►
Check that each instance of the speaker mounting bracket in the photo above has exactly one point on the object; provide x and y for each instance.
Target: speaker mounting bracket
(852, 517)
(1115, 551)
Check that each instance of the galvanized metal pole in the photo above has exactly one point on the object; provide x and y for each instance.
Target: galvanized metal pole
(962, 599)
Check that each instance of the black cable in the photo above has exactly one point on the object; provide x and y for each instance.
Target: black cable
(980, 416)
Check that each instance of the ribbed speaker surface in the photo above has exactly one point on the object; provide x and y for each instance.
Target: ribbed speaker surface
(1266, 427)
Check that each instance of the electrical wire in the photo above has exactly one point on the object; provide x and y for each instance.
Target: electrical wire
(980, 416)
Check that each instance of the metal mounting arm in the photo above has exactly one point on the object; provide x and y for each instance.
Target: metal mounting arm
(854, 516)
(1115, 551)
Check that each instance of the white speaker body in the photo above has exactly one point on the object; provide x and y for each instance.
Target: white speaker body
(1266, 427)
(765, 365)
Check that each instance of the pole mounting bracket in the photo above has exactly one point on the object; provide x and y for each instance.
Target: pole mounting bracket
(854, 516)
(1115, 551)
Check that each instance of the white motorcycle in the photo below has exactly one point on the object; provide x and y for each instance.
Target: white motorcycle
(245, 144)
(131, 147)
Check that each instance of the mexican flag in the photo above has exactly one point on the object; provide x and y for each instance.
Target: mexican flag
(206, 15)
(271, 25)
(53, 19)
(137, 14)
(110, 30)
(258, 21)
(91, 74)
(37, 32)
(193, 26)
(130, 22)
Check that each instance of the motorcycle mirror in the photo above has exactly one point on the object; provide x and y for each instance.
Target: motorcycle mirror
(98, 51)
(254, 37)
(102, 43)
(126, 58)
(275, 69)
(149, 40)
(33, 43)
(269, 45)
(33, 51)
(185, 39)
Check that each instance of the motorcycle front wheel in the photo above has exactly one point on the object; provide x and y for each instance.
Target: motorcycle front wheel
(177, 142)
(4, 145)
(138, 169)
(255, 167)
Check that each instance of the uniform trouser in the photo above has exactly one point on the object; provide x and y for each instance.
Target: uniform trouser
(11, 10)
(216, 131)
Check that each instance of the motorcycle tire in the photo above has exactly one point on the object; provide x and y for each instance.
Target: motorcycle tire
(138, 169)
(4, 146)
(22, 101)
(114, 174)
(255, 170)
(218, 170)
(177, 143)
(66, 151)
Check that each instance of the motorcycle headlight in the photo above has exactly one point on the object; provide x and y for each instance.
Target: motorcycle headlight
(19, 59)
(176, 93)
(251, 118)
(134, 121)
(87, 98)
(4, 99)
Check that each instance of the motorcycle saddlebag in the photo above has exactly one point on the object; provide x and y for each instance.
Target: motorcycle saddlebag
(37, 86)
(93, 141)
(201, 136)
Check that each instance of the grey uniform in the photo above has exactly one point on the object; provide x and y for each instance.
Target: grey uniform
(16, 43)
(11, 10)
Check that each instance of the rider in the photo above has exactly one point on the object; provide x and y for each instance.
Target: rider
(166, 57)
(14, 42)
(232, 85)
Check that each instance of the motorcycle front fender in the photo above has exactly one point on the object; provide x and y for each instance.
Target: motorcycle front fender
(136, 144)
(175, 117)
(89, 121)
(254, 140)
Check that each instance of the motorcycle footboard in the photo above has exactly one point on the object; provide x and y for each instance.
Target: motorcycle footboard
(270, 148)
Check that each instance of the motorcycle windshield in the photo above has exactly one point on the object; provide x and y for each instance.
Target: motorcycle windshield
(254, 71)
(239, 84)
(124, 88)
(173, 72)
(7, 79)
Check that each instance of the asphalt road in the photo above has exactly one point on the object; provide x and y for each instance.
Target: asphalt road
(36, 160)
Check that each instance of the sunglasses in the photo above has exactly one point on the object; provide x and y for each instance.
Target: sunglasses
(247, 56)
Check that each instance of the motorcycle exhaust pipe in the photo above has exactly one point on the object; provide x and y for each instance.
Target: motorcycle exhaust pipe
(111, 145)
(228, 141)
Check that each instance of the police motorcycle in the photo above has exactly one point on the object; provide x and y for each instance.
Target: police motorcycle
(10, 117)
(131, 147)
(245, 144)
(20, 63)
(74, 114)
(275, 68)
◄
▸ **Instructions to follow**: Every single line in the records above must be written out exactly.

▸ **Exercise response**:
Check that each instance of the speaker mounting bracket in the photo above has exactly one point on the object; provide x and y for each instance.
Target: speaker mounting bracket
(852, 517)
(1115, 551)
Check that each instance of the galvanized metal pole in the photo above has exactly one point on the object; provide x and y for each instance.
Target: galvanized metal pole
(962, 599)
Check that each instance of the black cable in the photo above has exactly one point on the object; provide x and y for each instance.
Target: black cable
(980, 416)
Check that each instance of the ribbed speaker surface in the photo above has exactly one point on the object; provide x and y for each instance.
Target: ribbed speaker surface
(1266, 427)
Check that each instance of the electrical wire in the photo above has exactly one point on the object; provide x and y for each instance.
Target: electrical wire
(980, 416)
Check that each instance of the metal mounting arm in the photo above has exactly one point on the object; provide x and y for each instance.
Target: metal mounting arm
(854, 516)
(1115, 551)
Check that each instance of the white speaker body in the photo above has exactly one point on the object; provide x and y for each instance.
Target: white speaker body
(1266, 427)
(765, 365)
Check that each instance of the pole mounting bracket in the photo above has exactly one point on the object; provide x and y for each instance.
Target: pole mounting bracket
(854, 516)
(1115, 551)
Check that each instance of the white motorcycle in the photo below has exactly one point on the object; provide x and y for each instance.
Target: white motorcycle
(245, 144)
(131, 147)
Check that each instance of the mexican flag in the photo above has exactly one point on the object; provide x and y for each instance.
Target: mexican flag
(206, 15)
(271, 25)
(53, 19)
(137, 14)
(110, 30)
(258, 21)
(91, 74)
(37, 32)
(193, 26)
(130, 22)
Check that each instance of the motorcycle mirror in the photo above has exactly one point on the object; provide x and y for each instance.
Target: motorcycle mirror
(98, 51)
(254, 37)
(102, 43)
(126, 58)
(275, 69)
(149, 40)
(33, 43)
(269, 45)
(33, 51)
(185, 39)
Check that each instance of the motorcycle front wheel in the photo above has exactly one point on the object; provide x and y for each instance.
Target: motorcycle front wheel
(177, 142)
(4, 145)
(138, 169)
(255, 167)
Check that each instance of the uniform trouser in the photo above has exactly one point on the object; provide x and y for each instance.
Target: uniform trouser
(11, 10)
(216, 131)
Check that each instance of the motorcycle tire in the photo above has exactly one point on the object; provide x and y for each instance.
Target: motorcycle tire
(138, 169)
(4, 146)
(22, 101)
(114, 174)
(255, 170)
(218, 170)
(177, 143)
(66, 151)
Check that each instance of the motorcycle headlight in the photo above has exactly one point on the object; provide x and y for each instance.
Target: motorcycle headlight
(19, 59)
(176, 93)
(251, 118)
(134, 121)
(87, 98)
(4, 99)
Check that each instance of the motorcycle saddlebag in the photo above has exactly one point on the object; provide x and y for each instance.
Target: motorcycle saddlebag
(37, 86)
(93, 141)
(201, 136)
Check that each instance of the grey uniform in the photo above has exactly one point on the object; provide x and y for each instance.
Target: grey uniform
(16, 43)
(11, 10)
Check that each instance of the rider in the photo above has exactly one point on the object; provide x and y for each instance.
Target: rider
(166, 57)
(14, 42)
(232, 85)
Check that each instance of the motorcycle front fender in the photo above has exactly one point on the object; provide x and y for each instance.
Target: motorcycle front fender
(136, 144)
(175, 117)
(89, 121)
(254, 140)
Check that each instance of the motorcycle footboard in the photo above has exactly one point on the object; provide x and y for each instance.
Target: motorcycle footboard
(270, 148)
Check that each instance of the motorcycle windshield in the photo above has exactly one point on the object; provide x and y for each instance.
Target: motorcycle windshield
(254, 71)
(239, 84)
(124, 88)
(173, 72)
(7, 79)
Check that each instance of the asphalt road in the photo above has exactly one point on the object; provide x and y for each instance.
Target: asphalt road
(36, 160)
Check that each instance of the sunglasses in the photo above has exactly one point on the object; provide x and y for each instance.
Target: sunglasses
(247, 56)
Check that each instance of the motorcycle exhaust pipe in the photo above has exactly one point on the object; provide x and y for each instance.
Target: motorcycle exhaust pipe
(111, 145)
(228, 141)
Check that each instance of the police motorcycle in the photo above has exactly one point on the object; provide x and y for each instance.
Target: police motorcycle
(10, 117)
(131, 147)
(245, 144)
(20, 63)
(74, 114)
(275, 68)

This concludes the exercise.